- What you will do: Write out the data below exactly as given, without any of its pictures.

Recorded data:
+-------+

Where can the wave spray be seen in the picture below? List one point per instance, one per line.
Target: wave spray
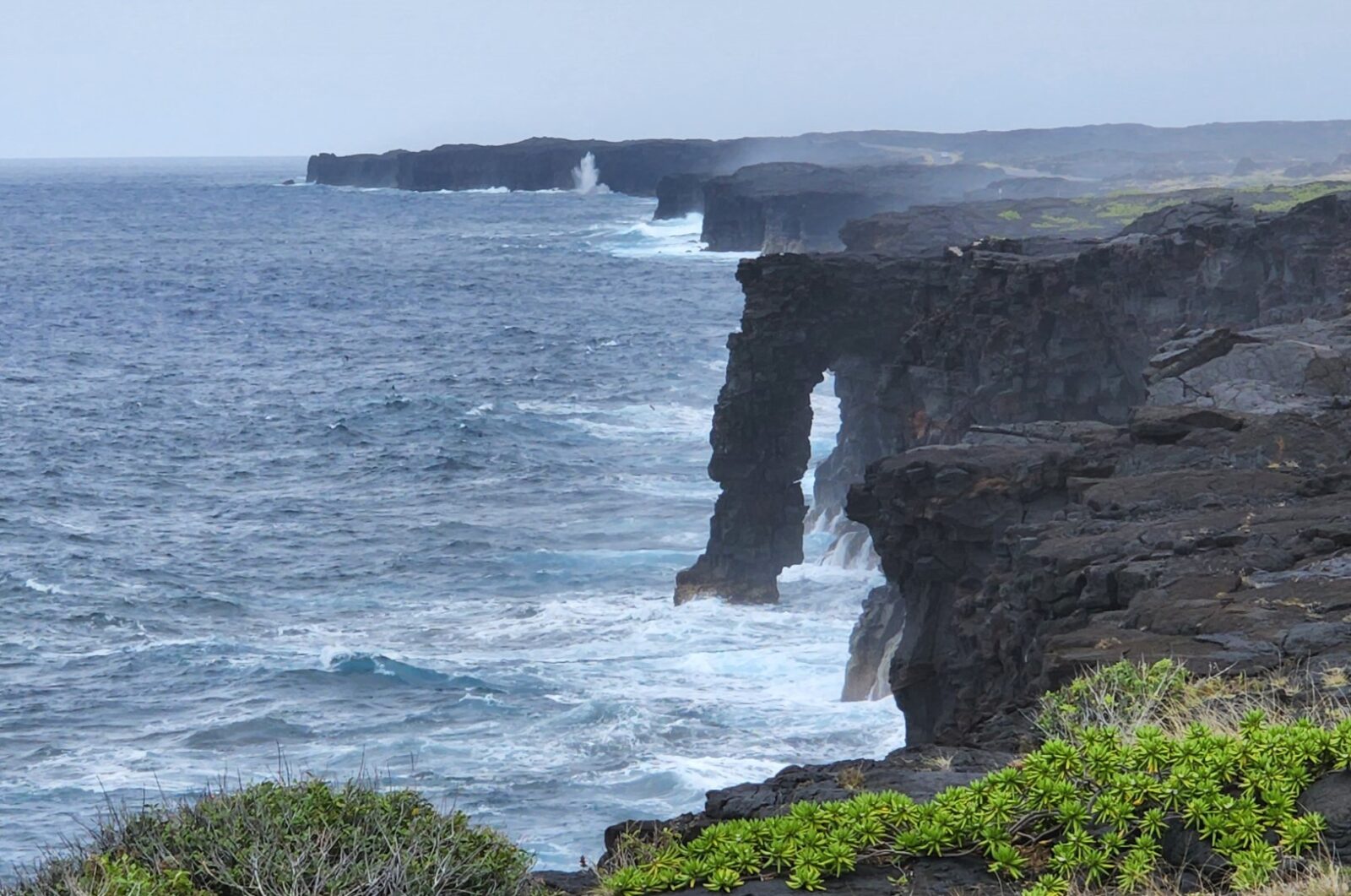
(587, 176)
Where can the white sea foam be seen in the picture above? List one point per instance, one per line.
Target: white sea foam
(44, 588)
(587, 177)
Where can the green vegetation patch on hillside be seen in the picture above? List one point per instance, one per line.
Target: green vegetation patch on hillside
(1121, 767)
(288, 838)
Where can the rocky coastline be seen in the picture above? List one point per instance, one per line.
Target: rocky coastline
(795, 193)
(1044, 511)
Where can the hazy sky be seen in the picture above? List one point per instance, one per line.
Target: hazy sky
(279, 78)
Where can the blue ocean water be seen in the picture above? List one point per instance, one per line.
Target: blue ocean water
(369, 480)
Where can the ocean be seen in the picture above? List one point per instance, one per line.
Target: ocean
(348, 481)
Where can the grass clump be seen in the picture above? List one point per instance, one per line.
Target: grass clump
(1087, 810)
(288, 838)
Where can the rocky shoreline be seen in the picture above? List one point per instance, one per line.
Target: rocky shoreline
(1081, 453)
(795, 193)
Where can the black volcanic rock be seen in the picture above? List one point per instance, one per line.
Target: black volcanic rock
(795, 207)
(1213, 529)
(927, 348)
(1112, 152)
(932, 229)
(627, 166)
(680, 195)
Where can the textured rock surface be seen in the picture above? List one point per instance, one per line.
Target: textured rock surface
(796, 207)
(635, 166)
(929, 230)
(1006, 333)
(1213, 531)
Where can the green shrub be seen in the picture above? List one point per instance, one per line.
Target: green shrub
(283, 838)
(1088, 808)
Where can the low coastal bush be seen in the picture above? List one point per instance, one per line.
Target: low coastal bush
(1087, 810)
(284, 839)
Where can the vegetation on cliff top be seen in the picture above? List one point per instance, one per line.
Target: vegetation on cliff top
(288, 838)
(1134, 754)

+-------+

- Exercise result:
Where can the wave spray be seen in the picture below? List one point per instance, one per line.
Target: wave spray
(587, 176)
Where can the white sea foam be seen in the picture above? List one point per instance, one per line.
Target: white sea foam
(44, 588)
(587, 177)
Where can the green vegetation patch on hillside be seen in the picture above? List one point per instance, one per line.
Target: green vegetation patch on hillside
(1121, 767)
(288, 838)
Where can the rocky coastline be seen in the picture above? List one point per instance, one per line.
Target: rocky coastline
(795, 193)
(1044, 511)
Where can the hazy sky be seen in the picture above? List one point per instance, one per line.
Target: hazy sky
(279, 78)
Where can the blue ocean water be seen in the picture above? List one point per instance, one per line.
Target: blue ocean water
(369, 480)
Where can the ocean be seen in the picture above? List one point per instance, one per line.
Target: ocean
(348, 481)
Where can the grass clump be seen in the picture above? List one point per instance, one per line.
Target: grass clump
(1087, 810)
(288, 838)
Where can the rocky shoreline be seen in the picture above? List one point per instance, one per line.
Target: rocky shoreline
(1081, 453)
(795, 193)
Where can the black volcanic rock be seen in the picture above? List one point per instance, one per line.
Target: black volcanic rock
(795, 207)
(1213, 529)
(927, 348)
(1112, 152)
(932, 229)
(627, 166)
(680, 195)
Where can the textured rock surface be seen in the picture above? List one point per instance, one per line.
Target: textured rock surface
(796, 207)
(635, 166)
(929, 230)
(1006, 333)
(1213, 531)
Where can the green shrub be seen in the picture above? List one point per instance, one per line.
Target: green shrub
(283, 838)
(1088, 808)
Where can the low coastal bush be seen in the picture above? List one point per instance, one per line.
Target: low coastal bush
(1087, 810)
(284, 839)
Where can the vegetation on cliff top be seen in the picture above? List one point per instance, one per line.
Target: vegetation on cliff top
(288, 838)
(1134, 754)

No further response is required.